===== Raw data
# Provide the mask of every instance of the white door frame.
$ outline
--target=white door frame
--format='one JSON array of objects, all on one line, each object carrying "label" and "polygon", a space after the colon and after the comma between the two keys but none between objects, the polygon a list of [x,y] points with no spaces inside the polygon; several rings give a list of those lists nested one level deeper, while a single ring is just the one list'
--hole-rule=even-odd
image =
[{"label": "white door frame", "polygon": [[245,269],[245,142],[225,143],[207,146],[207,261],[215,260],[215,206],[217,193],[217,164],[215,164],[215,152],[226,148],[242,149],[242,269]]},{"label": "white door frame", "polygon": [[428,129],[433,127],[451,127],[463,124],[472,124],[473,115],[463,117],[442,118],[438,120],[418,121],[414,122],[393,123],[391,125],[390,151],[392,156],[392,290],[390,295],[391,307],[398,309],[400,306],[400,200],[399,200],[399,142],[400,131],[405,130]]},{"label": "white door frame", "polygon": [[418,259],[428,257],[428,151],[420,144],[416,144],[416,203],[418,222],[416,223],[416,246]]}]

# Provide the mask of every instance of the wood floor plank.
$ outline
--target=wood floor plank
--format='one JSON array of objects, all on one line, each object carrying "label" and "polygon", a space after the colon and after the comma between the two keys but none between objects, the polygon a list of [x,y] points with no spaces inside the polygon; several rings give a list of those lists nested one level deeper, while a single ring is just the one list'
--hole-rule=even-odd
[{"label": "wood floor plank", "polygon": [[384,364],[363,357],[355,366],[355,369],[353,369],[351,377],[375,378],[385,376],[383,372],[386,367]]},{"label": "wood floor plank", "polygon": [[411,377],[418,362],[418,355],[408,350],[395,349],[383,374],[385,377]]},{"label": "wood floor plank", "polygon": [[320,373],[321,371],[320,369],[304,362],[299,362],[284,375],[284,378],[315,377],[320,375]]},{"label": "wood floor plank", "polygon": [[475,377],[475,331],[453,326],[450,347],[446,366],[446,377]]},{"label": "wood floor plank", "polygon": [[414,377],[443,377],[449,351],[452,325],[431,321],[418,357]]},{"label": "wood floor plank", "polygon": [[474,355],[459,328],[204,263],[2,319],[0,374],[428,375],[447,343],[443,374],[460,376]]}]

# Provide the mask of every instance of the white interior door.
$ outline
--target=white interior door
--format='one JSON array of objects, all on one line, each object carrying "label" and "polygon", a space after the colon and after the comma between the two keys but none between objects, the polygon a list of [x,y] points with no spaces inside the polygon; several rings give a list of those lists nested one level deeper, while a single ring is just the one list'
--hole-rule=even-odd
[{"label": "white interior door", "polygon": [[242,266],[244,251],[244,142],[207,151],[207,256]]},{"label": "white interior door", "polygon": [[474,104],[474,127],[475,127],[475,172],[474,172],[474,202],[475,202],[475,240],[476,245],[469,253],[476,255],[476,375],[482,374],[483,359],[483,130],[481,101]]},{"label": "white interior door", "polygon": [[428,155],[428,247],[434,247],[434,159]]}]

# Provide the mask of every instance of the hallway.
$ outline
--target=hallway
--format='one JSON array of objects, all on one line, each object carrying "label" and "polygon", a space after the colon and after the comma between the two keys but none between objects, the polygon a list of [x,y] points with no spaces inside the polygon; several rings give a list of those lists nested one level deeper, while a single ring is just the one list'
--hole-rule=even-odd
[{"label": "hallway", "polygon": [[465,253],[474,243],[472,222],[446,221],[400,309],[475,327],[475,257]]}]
==========
**Task to complete**
Arrange all the lines of the data above as a Markdown table with two columns, No. and Line. Number each row and leave out blank lines.

**Answer to this problem**
| No. | Line |
|---|---|
| 1 | # Provide the mask of every instance of the white door frame. |
| 2 | $ outline |
| 3 | --target=white door frame |
| 4 | --format='one JSON array of objects, all on one line, each object carrying "label" and "polygon", a space after the colon and after the comma between the two keys but none between objects, the polygon a list of [x,y] points with no spaces inside the polygon; several rings give a list of those lists nested one level deeper, while a single ring is just the one list' |
| 5 | --hole-rule=even-odd |
| 6 | image = |
| 7 | [{"label": "white door frame", "polygon": [[245,269],[245,142],[225,143],[207,146],[207,261],[215,260],[215,206],[217,193],[217,164],[215,164],[215,152],[226,148],[242,149],[242,269]]},{"label": "white door frame", "polygon": [[428,129],[433,127],[451,127],[463,124],[472,124],[473,115],[463,117],[442,118],[438,120],[418,121],[414,122],[393,123],[391,125],[390,151],[392,156],[392,290],[390,295],[391,307],[398,309],[400,306],[400,200],[399,200],[399,142],[400,131],[405,130]]},{"label": "white door frame", "polygon": [[418,259],[428,257],[428,151],[420,144],[416,144],[416,203],[418,222],[416,223],[416,246]]}] |
| 8 | # Provide the mask of every instance of the wood floor plank. |
| 9 | $ outline |
| 10 | --target=wood floor plank |
| 11 | --format='one JSON array of objects, all on one line, each object carrying "label" and "polygon", a space after the colon and after the comma between the two keys but none between objects, the polygon a list of [x,y] points with no spaces inside the polygon; several rings give a list of those lists nested one level deeper, while a single ring is just the one list' |
| 12 | --hole-rule=even-odd |
| 13 | [{"label": "wood floor plank", "polygon": [[384,364],[363,357],[355,366],[355,369],[353,369],[351,377],[375,378],[385,376],[383,372],[386,367]]},{"label": "wood floor plank", "polygon": [[411,377],[418,362],[418,355],[408,350],[395,349],[383,374],[385,377]]},{"label": "wood floor plank", "polygon": [[320,373],[321,371],[320,369],[304,362],[299,362],[284,375],[284,378],[315,377],[320,375]]},{"label": "wood floor plank", "polygon": [[475,377],[475,331],[453,326],[450,347],[446,366],[446,377]]},{"label": "wood floor plank", "polygon": [[414,377],[443,377],[449,351],[452,325],[431,321],[418,357]]},{"label": "wood floor plank", "polygon": [[474,355],[459,328],[204,263],[2,319],[0,374],[428,375],[447,343],[443,374],[460,376]]}] |
| 14 | # Provide the mask of every instance of the white interior door. |
| 15 | $ outline |
| 16 | --target=white interior door |
| 17 | --format='one JSON array of objects, all on one line, each object carrying "label" and "polygon", a space after the colon and after the comma between the two keys but none between objects, the polygon a list of [x,y] points with no spaces inside the polygon; several rings give a list of those lists nested one level deeper, while a single ring is just the one list' |
| 18 | --hole-rule=even-odd |
| 19 | [{"label": "white interior door", "polygon": [[242,266],[244,251],[244,142],[207,151],[207,256]]},{"label": "white interior door", "polygon": [[474,104],[474,127],[475,127],[475,172],[474,172],[474,202],[475,202],[475,240],[476,245],[469,253],[476,255],[476,375],[482,374],[483,359],[483,130],[481,101]]},{"label": "white interior door", "polygon": [[428,155],[428,247],[434,247],[434,159]]}] |
| 20 | # Provide the mask of every instance of the hallway. |
| 21 | $ outline |
| 22 | --target=hallway |
| 23 | --format='one JSON array of objects, all on one line, each object carrying "label" and "polygon", a space after the colon and after the comma between the two keys but none between objects, the polygon a list of [x,y] points with no spaces inside the polygon; several rings give a list of those lists nested one level deeper, while a single ring is just the one list' |
| 24 | --hole-rule=even-odd |
| 25 | [{"label": "hallway", "polygon": [[465,253],[474,243],[472,222],[446,221],[400,309],[475,327],[475,257]]}] |